Reading text:
I would only change the font for something that suggests feminine elegance.
Love what it says, the flower is perfect and the content is clear.
Yep, it works:hug:
 
Residential Beauty Room
Treatment brochure available online
or call to receive a copy

Evening and weekend appointments available

www. the beauty base .net

07921 570868

unwind.....relax.....indulge


Just popped this into lilac and italics and took away the capital letters from the last line... kind of softens it all a bit ?
 
yes i think it does, also are you residential because you have a room in your home, a hotel or other peoples houses, its a term im not familiar with sorry!

have a play around with the font, and maybe try it in blues or lilacs instead of black :) xx
 
its good but i'd say change font and also the font colour

people may not know what you mean by residential, try home based beauty therapist or home based salon treatments
 
Hi all,

Thanks for taking the time to have a look at it and give me your critiques! much appreciated! I've actually printed them on cream paper/card so the black doesn't stand out as much, and as they are only small slips (4 to a piece of A4 paper) the large font doesn't seem so large.

With the "residential" vs "home" - when i was training i had advertised as a home based treatment room, and i got so many queries from people who thought i was mobile. I came up with residential as to try and get away from that as when people see the word home they tend to associate it with their own rather than someone elses! But if it doesn't work, it doesn't work. i'll know for the next lot that I do.

I had tried it with a more "feminine" font, but it became very unclear to read, so I did it in this font so it was clean and crisp, which it looks on the cream card. again, possibly just a situation of different strokes for different folks.

thanks again everyone!

Data:
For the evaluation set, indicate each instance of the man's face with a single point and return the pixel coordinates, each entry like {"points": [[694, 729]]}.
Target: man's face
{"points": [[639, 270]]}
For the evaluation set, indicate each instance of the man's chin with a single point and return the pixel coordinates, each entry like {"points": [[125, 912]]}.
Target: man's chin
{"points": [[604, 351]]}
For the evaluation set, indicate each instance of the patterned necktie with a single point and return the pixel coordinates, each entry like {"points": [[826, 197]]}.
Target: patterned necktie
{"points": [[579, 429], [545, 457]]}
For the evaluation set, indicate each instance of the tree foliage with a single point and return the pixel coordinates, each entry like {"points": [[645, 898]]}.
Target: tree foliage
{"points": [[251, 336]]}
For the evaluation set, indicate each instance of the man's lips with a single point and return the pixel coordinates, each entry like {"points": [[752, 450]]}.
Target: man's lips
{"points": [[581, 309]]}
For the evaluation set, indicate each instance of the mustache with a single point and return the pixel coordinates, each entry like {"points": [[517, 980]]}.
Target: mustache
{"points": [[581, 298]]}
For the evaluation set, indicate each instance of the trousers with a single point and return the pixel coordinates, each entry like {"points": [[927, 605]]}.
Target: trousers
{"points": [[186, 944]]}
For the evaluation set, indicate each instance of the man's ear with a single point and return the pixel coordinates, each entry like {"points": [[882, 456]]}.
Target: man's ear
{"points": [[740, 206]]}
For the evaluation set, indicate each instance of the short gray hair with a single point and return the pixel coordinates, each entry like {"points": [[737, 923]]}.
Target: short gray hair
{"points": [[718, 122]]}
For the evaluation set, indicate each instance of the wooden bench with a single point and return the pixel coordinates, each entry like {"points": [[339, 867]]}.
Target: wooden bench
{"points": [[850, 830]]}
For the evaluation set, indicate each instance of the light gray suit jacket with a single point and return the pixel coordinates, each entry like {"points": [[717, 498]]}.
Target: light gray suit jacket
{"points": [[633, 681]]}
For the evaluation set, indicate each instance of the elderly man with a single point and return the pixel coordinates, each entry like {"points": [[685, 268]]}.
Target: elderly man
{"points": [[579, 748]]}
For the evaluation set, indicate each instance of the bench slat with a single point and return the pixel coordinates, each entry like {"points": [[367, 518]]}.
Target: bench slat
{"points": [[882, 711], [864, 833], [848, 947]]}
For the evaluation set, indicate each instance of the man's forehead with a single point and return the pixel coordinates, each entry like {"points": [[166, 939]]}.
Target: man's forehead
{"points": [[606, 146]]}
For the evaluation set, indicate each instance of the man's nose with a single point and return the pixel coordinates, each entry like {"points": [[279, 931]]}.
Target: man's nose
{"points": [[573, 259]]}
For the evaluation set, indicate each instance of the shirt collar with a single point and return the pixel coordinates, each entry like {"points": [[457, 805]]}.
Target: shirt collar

Requirement: Reproduce the passage of the flyer discussion word for word, starting at "people may not" and ending at "seem so large.".

Response:
people may not know what you mean by residential, try home based beauty therapist or home based salon treatments
 
Hi all,

Thanks for taking the time to have a look at it and give me your critiques! much appreciated! I've actually printed them on cream paper/card so the black doesn't stand out as much, and as they are only small slips (4 to a piece of A4 paper) the large font doesn't seem so large.